** WORK TO DO **
Please print every row below again, word for word and unchanged.

>>>>

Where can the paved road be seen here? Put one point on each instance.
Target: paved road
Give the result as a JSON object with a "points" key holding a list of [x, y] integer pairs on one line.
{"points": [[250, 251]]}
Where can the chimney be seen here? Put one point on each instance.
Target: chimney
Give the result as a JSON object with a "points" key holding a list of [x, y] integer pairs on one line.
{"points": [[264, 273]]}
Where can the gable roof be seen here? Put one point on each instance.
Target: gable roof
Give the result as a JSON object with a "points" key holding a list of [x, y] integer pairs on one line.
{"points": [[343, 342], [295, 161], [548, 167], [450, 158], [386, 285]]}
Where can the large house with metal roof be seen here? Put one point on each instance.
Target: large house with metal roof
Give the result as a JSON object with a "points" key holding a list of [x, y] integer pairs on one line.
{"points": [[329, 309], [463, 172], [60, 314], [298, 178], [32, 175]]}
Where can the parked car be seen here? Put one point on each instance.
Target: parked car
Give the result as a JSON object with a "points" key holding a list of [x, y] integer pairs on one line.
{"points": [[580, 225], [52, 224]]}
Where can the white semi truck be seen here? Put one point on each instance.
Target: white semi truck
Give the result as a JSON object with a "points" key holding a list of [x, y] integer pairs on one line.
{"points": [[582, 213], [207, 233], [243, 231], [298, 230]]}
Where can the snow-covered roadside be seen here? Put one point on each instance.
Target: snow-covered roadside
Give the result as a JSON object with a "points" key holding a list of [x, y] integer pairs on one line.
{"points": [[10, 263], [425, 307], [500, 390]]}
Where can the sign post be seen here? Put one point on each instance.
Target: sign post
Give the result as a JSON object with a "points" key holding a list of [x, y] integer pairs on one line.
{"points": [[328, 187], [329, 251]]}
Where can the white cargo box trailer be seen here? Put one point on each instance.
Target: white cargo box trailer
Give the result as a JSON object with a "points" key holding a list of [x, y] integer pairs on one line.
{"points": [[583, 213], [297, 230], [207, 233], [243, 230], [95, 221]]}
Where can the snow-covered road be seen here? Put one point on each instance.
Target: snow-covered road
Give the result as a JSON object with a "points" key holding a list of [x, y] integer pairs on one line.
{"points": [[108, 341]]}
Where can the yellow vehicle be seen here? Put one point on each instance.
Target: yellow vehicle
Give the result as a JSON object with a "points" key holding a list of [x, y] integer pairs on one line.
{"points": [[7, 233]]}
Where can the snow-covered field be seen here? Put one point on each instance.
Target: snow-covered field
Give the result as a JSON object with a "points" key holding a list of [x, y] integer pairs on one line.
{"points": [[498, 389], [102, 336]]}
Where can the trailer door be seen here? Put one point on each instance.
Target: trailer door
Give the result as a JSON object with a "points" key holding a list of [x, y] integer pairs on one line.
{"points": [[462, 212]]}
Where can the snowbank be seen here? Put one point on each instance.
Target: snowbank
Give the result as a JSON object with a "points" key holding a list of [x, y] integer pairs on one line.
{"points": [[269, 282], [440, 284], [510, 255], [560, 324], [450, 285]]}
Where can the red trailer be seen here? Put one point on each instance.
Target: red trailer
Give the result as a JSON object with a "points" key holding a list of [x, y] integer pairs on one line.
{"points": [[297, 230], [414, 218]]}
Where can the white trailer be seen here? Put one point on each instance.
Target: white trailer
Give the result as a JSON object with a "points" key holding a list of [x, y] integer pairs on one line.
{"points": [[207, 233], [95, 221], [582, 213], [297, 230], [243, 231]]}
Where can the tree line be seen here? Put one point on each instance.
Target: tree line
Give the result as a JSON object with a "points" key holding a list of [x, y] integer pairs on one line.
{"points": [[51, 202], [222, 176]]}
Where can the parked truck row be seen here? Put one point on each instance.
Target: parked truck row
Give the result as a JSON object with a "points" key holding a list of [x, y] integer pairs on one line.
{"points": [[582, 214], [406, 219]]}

<<<<

** RESPONSE **
Where can the paved road be seen here? Put one point on each instance.
Target: paved road
Give the result as a JSON object with a "points" key holding a list of [x, y] integer pairs on one line.
{"points": [[250, 251]]}
Where can the chimney be seen here? Put one point on each instance.
Target: chimney
Give the result as a JSON object with a "points" key holding a list of [x, y] integer pairs on one line.
{"points": [[264, 273]]}
Where can the gable roof be seen here? Put one point on each instance.
Target: gable roof
Give the result as a JSON object with a "points" key holding a list of [x, y] integer pairs on one line.
{"points": [[343, 342], [295, 161], [548, 167], [450, 158], [386, 285]]}
Where can the large house with metal roof be seen here? Put one point on each instance.
Target: large house with metal roof
Give the result as a JSON object with a "points" key holding a list of [x, y] integer pairs on one line.
{"points": [[329, 309], [463, 172], [60, 314], [298, 178], [32, 175]]}
Where can the parked car be seen here? Put one point on each instance.
Target: parked car
Give the result as a JSON object with a "points" key holding a list of [x, y] integer pairs on one line.
{"points": [[580, 225], [52, 224]]}
Where can the white semi truck be seen here? Put one point on each instance.
Target: white semi truck
Give the result as a JSON object with a "points" key holding a list of [x, y] integer pairs on one line.
{"points": [[582, 213], [207, 233], [243, 231], [298, 230]]}
Where can the snow-covered roadside be seen here? Put one point on each instance.
Target: snow-covered roadside
Give the result as a JSON object with a "points" key holding a list of [x, y] integer pairs on one line.
{"points": [[10, 263], [425, 307], [500, 390]]}
Where can the sign post be seen here? Put one point on each instance.
Target: sign post
Give the result as a JSON object with a "points" key holding a list of [x, y] integer pairs on one line.
{"points": [[328, 187], [329, 251]]}
Where can the white cargo box trailer be seen here? Put one point on each instance.
Target: white cargo box trailer
Give the result as a JSON object with a "points" key holding a list of [x, y] integer pairs on one line.
{"points": [[583, 213], [297, 230], [207, 233], [243, 230], [95, 221]]}
Where can the snow-covered road be seen here? Put one point on each instance.
Target: snow-covered road
Give the result as a JSON object with a "points" key holding a list of [x, y] integer pairs on one line.
{"points": [[108, 341]]}
Where can the yellow vehicle be seen here? Put one point on each instance.
Target: yellow vehicle
Give the result as a JSON object with a "points" key holding a list of [x, y] integer pairs on one line.
{"points": [[7, 233]]}
Where can the snow-covered field be seen here? Put one point on each instance.
Target: snow-covered field
Give the result as a JSON object with a "points" key holding a list of [x, y] integer pairs on one line.
{"points": [[498, 389], [102, 336]]}
Where can the trailer door be seen here? Put one point on each instance.
Target: trailer door
Give the result as a JSON object with a "points" key holding a list of [x, y] integer pairs on one line.
{"points": [[462, 212]]}
Where can the snowbank be seen here? Put one point on each instance.
Target: snowbank
Give the result as a JSON object with a "points" key holding a list of [x, y] integer pairs on one line.
{"points": [[269, 282], [440, 284], [510, 255], [560, 324], [450, 285]]}
Where can the red trailer be seen here? Put one point on each instance.
Target: red trailer
Give the result as a JSON object with a "points" key holding a list of [x, y] integer pairs on one line.
{"points": [[297, 230], [414, 218]]}
Where can the white trailer be seen here? Put one point on each instance.
Target: white trailer
Give the result as a JSON object with a "points" key holding a list of [x, y] integer pairs on one line.
{"points": [[207, 233], [95, 221], [582, 213], [297, 230], [243, 231]]}
Where can the tree line be seen here? Put one point on each instance.
Target: tree line
Give the result as a JSON object with a "points" key holding a list of [x, y] integer pairs on one line.
{"points": [[51, 202], [222, 176]]}
Where can the parked truck row be seen here? Put one point on each instance.
Target: parked truck row
Give the result as a JSON object with a "points" key holding a list of [x, y] integer pairs on one line.
{"points": [[582, 214], [406, 219]]}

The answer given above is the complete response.